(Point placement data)
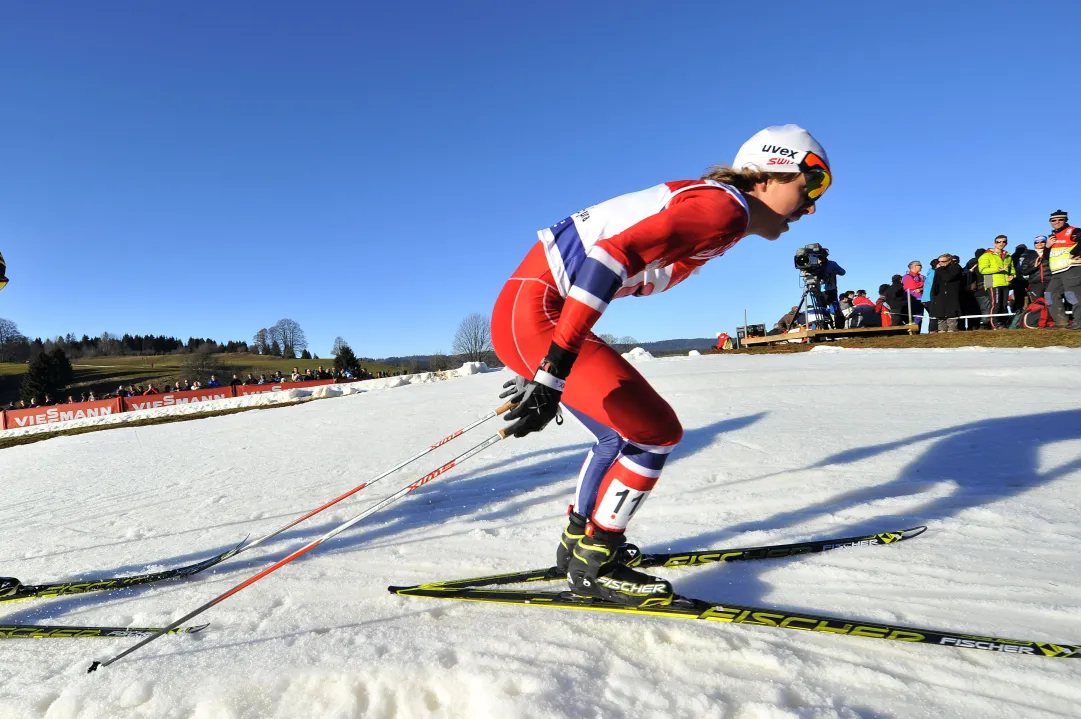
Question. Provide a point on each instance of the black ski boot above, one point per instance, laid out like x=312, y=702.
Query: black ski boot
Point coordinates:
x=575, y=530
x=595, y=570
x=9, y=586
x=627, y=554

(Required task) Rewrite all of the data above, replacing every "ski boot" with "snow boot" and leaving everything else unchanged. Omit the pictures from your answer.

(Problem solution)
Question. Provide a point on each instance of the black snow boot above, one point per instance, laid out like x=312, y=702.
Query: black snow boot
Point coordinates:
x=575, y=530
x=595, y=570
x=9, y=586
x=627, y=554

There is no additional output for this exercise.